_THE PROBLEM:_ Exactly as given, write out the lines from the one containing "TARGET: red sandstone castle" through the end of the listing, with both ends included and nothing else.

_LISTING:_
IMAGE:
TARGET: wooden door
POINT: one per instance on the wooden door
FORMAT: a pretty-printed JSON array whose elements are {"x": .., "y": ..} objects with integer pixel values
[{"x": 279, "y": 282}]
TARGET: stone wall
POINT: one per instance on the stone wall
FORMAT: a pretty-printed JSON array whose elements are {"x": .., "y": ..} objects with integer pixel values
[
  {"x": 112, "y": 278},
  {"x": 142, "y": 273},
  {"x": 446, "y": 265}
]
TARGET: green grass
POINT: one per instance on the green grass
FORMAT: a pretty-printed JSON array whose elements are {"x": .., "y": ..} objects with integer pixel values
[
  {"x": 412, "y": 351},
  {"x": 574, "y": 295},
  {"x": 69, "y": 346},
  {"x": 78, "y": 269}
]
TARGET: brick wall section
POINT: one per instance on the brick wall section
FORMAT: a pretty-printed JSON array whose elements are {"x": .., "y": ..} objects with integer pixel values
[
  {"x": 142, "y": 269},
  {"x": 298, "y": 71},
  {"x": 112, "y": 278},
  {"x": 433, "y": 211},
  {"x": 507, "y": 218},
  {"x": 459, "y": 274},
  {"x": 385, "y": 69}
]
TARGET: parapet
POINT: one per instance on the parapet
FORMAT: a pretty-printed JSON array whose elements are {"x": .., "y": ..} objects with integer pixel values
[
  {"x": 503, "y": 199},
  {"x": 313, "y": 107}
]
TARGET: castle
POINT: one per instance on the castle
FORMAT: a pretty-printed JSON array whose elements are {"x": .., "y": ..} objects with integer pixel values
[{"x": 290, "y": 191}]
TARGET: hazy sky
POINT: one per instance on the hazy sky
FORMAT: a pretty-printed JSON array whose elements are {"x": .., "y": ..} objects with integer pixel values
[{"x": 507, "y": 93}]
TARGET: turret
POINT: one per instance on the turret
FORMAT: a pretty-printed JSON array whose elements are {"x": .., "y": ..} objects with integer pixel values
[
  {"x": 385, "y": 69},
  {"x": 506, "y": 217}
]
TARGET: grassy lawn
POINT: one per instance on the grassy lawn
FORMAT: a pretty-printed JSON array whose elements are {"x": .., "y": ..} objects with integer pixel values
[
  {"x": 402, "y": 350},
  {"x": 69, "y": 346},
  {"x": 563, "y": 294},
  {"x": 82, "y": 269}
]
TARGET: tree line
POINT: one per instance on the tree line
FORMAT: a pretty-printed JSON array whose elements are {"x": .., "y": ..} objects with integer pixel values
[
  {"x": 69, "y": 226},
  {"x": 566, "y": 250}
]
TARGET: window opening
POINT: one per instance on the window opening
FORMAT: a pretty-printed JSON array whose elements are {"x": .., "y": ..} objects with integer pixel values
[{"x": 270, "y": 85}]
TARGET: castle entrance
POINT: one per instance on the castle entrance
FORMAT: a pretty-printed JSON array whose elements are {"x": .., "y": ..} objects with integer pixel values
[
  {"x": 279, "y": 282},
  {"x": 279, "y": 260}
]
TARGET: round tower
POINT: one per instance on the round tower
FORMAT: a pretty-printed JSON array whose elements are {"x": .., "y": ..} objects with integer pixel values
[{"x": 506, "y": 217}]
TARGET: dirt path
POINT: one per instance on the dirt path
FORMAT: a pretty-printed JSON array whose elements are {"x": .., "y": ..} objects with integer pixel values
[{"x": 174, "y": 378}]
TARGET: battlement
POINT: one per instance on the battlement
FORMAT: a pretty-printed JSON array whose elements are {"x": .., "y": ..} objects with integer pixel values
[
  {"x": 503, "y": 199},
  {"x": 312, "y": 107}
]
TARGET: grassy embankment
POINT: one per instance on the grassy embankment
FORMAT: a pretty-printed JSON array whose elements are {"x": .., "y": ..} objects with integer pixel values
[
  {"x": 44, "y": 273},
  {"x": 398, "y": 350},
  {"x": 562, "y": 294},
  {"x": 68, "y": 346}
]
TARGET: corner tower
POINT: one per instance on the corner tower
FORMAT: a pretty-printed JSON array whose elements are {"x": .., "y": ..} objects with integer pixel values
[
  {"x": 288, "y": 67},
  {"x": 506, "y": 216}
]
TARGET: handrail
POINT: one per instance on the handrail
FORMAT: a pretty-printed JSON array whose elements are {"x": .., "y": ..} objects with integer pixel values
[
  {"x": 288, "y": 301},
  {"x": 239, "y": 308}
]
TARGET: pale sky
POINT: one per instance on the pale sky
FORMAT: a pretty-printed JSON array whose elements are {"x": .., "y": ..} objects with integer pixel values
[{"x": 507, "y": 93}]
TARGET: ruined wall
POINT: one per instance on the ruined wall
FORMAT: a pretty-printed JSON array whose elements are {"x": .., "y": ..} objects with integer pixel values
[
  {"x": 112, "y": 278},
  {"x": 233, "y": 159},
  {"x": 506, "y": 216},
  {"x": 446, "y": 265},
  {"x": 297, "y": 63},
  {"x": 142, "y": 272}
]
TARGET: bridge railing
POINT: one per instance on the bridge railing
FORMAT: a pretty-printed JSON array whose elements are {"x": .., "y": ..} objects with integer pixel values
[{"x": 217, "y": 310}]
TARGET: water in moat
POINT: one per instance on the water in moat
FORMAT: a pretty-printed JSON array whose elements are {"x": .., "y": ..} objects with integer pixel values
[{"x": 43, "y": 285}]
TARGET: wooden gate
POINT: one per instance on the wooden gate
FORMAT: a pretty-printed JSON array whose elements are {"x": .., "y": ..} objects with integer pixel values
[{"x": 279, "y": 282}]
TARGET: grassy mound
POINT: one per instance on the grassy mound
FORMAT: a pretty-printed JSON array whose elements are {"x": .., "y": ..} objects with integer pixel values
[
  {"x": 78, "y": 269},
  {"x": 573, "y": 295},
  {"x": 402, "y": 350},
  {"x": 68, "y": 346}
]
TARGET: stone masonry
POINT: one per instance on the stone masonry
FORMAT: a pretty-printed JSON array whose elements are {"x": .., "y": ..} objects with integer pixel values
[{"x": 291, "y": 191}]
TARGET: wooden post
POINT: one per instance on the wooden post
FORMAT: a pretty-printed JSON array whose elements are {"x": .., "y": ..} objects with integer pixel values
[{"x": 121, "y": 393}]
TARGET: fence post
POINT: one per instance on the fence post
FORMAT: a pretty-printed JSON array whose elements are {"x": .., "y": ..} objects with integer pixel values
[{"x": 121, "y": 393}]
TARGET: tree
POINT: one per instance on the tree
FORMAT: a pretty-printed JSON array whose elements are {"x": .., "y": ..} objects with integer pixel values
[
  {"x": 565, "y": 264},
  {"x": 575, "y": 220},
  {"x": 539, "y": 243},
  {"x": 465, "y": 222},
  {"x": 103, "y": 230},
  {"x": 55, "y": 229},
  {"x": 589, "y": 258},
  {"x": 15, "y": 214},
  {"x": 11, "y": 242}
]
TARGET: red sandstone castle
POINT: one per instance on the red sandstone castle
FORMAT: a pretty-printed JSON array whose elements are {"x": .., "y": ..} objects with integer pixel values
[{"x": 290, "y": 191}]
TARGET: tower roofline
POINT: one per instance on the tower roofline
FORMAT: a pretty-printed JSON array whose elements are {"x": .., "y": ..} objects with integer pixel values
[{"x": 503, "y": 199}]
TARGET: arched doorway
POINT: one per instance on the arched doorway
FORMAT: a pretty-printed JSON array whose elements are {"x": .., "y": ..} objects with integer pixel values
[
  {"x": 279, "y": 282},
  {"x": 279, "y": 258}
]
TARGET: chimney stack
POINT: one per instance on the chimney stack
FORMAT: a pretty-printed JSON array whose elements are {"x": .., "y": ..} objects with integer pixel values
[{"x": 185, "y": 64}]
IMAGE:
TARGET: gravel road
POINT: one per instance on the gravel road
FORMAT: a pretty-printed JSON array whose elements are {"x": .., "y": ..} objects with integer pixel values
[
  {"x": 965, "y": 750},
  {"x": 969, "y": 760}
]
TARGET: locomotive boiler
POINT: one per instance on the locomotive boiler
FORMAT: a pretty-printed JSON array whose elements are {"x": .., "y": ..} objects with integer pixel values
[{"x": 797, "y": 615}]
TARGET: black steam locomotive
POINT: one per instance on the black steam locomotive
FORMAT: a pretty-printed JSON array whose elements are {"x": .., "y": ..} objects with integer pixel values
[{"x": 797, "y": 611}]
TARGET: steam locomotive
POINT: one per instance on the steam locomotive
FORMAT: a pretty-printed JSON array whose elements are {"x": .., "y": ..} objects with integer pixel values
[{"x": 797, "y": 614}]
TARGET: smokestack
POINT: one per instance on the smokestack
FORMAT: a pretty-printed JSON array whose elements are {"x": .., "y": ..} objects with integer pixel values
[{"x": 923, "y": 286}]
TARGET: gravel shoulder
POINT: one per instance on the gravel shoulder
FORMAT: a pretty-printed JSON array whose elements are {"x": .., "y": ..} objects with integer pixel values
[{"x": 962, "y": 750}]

_RESULT:_
TARGET: red sandstone castle
POINT: one per instance on the red sandstone castle
FORMAT: a pretty-printed JSON array whose elements are {"x": .., "y": ..} objects with integer pixel values
[{"x": 290, "y": 191}]
TARGET: tower roofline
POINT: one per instance on the tower roofline
FORMAT: a pretty-printed JSON array whose elements are {"x": .., "y": ..} objects with integer pixel values
[{"x": 503, "y": 199}]
TARGET: arched doorway
POINT: one per instance on the arched doorway
FORMAT: a pretty-printed JSON array whose elements are {"x": .., "y": ..} objects with integer pixel values
[
  {"x": 279, "y": 282},
  {"x": 279, "y": 258}
]
TARGET: chimney stack
POINT: one per instance on the chimney stack
FORMAT: a pretty-printed JSON array whose elements are {"x": .., "y": ..} objects with integer pixel values
[{"x": 185, "y": 64}]
IMAGE:
TARGET: gravel road
POINT: one per instance on the gravel road
FORMAT: a pretty-printed JSON array whose elements are {"x": .., "y": ..} objects with integer pixel values
[
  {"x": 965, "y": 750},
  {"x": 969, "y": 760}
]
TARGET: locomotive boiler
POINT: one per instance on the locomotive boiler
FORMAT: a pretty-printed JSON array whose elements are {"x": .., "y": ..} objects with integer pixel values
[{"x": 797, "y": 615}]
TARGET: black steam locomotive
POINT: one per instance on the black steam locomotive
FORMAT: a pretty-printed JSON array whose elements are {"x": .., "y": ..} objects with integer pixel values
[{"x": 797, "y": 611}]
TARGET: steam locomotive
POINT: one per instance on the steam locomotive
FORMAT: a pretty-printed JSON array whose elements are {"x": .., "y": ..} objects with integer pixel values
[{"x": 797, "y": 614}]
TARGET: smokestack
POINT: one per instance on the smokestack
FORMAT: a pretty-printed JSON array whose elements are {"x": .., "y": ..} objects with integer pixel values
[{"x": 923, "y": 286}]
TARGET: gravel shoulder
POINT: one per instance on the gravel shoulder
FORMAT: a pretty-printed JSON array whose elements are {"x": .., "y": ..} objects with integer pixel values
[{"x": 962, "y": 750}]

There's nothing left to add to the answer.